### Problem to work on:
Write out, unchanged, the lines from the one holding "white wall, locate" to the close of the listing. Both the first and last lines belong in it.

### Information shown:
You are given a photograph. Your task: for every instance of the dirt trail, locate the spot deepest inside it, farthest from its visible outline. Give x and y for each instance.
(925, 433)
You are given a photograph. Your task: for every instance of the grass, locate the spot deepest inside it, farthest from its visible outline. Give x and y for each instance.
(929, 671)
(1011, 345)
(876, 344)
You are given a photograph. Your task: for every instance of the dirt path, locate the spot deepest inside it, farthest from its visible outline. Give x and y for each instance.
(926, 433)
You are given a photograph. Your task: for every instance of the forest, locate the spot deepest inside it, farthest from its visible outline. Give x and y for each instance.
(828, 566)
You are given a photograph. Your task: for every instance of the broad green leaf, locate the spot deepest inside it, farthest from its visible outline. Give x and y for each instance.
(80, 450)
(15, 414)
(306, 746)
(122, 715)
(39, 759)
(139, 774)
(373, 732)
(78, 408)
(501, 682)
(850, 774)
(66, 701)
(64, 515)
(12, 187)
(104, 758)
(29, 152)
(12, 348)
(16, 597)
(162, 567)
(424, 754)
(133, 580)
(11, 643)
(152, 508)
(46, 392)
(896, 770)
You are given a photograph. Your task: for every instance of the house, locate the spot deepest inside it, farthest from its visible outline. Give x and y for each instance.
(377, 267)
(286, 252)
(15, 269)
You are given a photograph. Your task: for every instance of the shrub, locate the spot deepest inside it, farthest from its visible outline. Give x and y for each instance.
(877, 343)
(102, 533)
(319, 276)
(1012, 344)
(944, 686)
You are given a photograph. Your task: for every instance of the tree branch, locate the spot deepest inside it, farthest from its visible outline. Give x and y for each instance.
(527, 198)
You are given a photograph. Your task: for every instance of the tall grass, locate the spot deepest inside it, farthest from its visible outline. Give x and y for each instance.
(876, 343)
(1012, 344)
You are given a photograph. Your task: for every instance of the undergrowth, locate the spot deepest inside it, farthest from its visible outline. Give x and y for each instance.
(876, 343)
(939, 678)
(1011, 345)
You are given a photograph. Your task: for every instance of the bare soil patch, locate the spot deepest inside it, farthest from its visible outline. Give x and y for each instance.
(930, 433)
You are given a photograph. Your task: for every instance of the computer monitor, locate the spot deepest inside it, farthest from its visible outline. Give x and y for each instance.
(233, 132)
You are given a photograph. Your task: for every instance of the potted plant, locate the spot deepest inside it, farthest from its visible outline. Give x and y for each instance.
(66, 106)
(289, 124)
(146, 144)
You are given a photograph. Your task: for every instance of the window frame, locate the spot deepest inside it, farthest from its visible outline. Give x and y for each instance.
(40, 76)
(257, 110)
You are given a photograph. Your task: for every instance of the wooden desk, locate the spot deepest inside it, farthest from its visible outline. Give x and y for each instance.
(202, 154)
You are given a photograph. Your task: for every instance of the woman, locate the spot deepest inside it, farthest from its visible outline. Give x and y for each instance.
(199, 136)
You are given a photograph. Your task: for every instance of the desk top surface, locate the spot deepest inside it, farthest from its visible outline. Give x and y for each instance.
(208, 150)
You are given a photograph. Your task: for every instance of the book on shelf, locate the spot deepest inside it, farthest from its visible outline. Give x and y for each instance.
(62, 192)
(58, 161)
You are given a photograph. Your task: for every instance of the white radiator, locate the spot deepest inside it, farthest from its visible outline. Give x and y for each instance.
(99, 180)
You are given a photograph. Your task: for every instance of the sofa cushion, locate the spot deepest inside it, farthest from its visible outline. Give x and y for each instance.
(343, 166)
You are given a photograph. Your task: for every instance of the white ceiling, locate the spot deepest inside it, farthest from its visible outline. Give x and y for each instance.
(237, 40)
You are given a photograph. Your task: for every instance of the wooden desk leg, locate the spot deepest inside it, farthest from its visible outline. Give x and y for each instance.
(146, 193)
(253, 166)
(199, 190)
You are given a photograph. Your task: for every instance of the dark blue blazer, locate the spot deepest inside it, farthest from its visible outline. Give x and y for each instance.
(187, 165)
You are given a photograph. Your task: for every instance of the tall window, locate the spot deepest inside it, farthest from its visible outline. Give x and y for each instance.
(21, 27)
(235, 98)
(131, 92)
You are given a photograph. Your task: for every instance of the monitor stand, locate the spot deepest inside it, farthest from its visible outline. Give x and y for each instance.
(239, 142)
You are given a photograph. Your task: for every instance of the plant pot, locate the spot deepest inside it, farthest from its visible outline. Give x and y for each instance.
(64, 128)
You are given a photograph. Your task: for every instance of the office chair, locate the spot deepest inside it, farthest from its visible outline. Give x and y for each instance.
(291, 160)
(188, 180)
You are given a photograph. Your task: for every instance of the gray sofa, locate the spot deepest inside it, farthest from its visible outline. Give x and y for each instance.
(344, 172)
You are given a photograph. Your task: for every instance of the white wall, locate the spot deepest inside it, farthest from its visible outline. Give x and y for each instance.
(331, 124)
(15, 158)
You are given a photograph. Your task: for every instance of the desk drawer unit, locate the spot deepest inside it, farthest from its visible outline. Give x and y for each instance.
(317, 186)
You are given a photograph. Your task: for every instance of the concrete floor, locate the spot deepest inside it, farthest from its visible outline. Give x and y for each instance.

### Answer to this problem:
You are given a photograph. Your task: for every instance of the white wall, locate the spot deepest inside it, farthest from its visible outline. Give x and y for each instance.
(331, 124)
(15, 158)
You are given a photograph. Your task: for every instance of the desk drawer unit, locate the spot deepest inside it, farthest from its visible outline. Give x and y for each instance.
(317, 186)
You are given a photograph. Your task: for every instance of the concrete floor, locate the spot deepest inside it, farthest from its visible outline. Give x and y for each instance.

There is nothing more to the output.